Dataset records
____________

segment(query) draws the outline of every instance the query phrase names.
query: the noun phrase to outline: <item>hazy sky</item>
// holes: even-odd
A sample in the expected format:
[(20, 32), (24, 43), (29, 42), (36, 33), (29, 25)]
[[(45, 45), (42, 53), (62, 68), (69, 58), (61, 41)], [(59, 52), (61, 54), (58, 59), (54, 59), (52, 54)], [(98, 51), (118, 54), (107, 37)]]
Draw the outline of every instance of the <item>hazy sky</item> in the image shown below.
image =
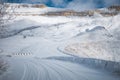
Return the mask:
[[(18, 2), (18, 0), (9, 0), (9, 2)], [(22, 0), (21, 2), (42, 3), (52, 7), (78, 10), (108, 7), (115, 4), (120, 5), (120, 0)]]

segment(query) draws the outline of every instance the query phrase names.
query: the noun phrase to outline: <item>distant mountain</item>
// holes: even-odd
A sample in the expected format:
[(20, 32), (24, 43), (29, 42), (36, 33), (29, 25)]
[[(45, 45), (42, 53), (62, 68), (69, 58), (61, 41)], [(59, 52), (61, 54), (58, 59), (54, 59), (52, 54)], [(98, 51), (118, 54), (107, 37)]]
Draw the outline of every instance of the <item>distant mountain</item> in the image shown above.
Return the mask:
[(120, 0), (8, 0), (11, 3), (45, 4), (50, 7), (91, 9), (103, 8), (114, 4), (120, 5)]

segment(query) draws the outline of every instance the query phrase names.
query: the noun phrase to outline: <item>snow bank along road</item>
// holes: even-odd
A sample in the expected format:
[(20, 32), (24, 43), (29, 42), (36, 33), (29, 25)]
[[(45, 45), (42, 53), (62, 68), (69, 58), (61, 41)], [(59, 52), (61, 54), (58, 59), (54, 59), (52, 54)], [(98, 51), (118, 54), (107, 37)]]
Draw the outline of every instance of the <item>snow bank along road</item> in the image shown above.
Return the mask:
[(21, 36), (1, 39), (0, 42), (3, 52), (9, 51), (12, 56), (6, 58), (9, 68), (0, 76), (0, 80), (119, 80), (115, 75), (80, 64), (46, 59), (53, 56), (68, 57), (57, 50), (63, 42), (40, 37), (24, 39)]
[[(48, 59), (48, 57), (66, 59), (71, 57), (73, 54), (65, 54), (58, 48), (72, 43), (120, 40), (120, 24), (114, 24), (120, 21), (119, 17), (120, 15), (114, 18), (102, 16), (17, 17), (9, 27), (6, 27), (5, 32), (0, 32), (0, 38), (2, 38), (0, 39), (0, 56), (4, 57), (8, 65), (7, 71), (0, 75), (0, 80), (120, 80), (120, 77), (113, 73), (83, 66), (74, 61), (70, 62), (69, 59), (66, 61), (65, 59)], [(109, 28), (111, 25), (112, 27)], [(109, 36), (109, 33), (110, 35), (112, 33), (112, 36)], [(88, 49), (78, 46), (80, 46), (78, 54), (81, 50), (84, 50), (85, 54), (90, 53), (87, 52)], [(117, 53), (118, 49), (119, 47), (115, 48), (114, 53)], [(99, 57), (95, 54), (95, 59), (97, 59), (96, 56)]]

____________

_Task instructions_. Copy all of the rows above verbatim, leaving out the pictures.

_Reply to the exercise_.
segment(query) draws the outline of every instance the query phrase names.
query: the noun phrase to outline: <item>hazy sky</item>
// holes: even-odd
A sample in the expected format:
[(20, 32), (24, 43), (29, 42), (36, 33), (29, 25)]
[[(45, 45), (42, 53), (62, 68), (69, 58), (61, 41)], [(59, 52), (61, 54), (58, 59), (54, 59), (52, 54)], [(98, 51), (118, 54), (107, 37)]]
Draw the outline of every instance of the <item>hazy sky</item> in the image shown below.
image =
Return the mask:
[[(18, 2), (18, 0), (9, 0), (9, 2)], [(22, 0), (21, 2), (42, 3), (52, 7), (78, 10), (108, 7), (115, 4), (120, 5), (120, 0)]]

segment(query) draws the outline of every instance the query phrase names.
query: the noun phrase to outline: <item>distant mountain</item>
// holes: even-odd
A sample in the expected format:
[(20, 32), (24, 43), (29, 42), (36, 33), (29, 25)]
[[(45, 45), (42, 53), (62, 68), (69, 58), (61, 41)], [(59, 52), (61, 54), (58, 59), (54, 59), (52, 54)], [(98, 51), (118, 54), (107, 37)]]
Draw the outline of every instance of the <item>distant mountain</item> in the image shown above.
Return the mask:
[(120, 0), (8, 0), (11, 3), (45, 4), (50, 7), (91, 9), (103, 8), (114, 4), (120, 5)]

segment(query) draws the outline of every instance the query phrase names.
query: the noun phrase to outline: <item>snow bank along road</item>
// holes: even-odd
A sample in the expected format:
[(20, 32), (24, 43), (29, 42), (36, 33), (29, 25)]
[[(45, 45), (42, 53), (62, 68), (69, 58), (61, 41)], [(59, 52), (61, 54), (58, 59), (54, 59), (52, 54)], [(98, 51), (118, 54), (107, 37)]]
Draw the outline of every instance of the <item>snow bank along road</item> in the image shown above.
Return the mask:
[(21, 36), (1, 39), (0, 42), (3, 52), (9, 51), (12, 56), (6, 58), (9, 68), (0, 76), (0, 80), (119, 80), (115, 75), (80, 64), (46, 59), (53, 56), (68, 57), (57, 50), (63, 42), (40, 37), (24, 39)]
[[(48, 59), (48, 57), (66, 59), (71, 57), (73, 54), (65, 54), (58, 48), (72, 43), (120, 40), (120, 24), (114, 24), (120, 21), (119, 17), (120, 15), (114, 18), (102, 16), (17, 17), (9, 27), (6, 27), (5, 32), (0, 32), (0, 38), (2, 38), (0, 39), (0, 56), (4, 57), (8, 65), (7, 71), (0, 75), (0, 80), (120, 80), (120, 77), (113, 73), (83, 66), (74, 61), (70, 62), (69, 59), (66, 61), (65, 59)], [(109, 28), (111, 25), (112, 27)], [(109, 36), (109, 33), (110, 35), (112, 33), (112, 36)], [(88, 49), (78, 46), (80, 46), (78, 54), (81, 50), (84, 50), (85, 54), (90, 53), (87, 52)], [(117, 53), (118, 49), (119, 47), (115, 48), (114, 53)], [(99, 57), (95, 54), (95, 59), (97, 59), (96, 56)]]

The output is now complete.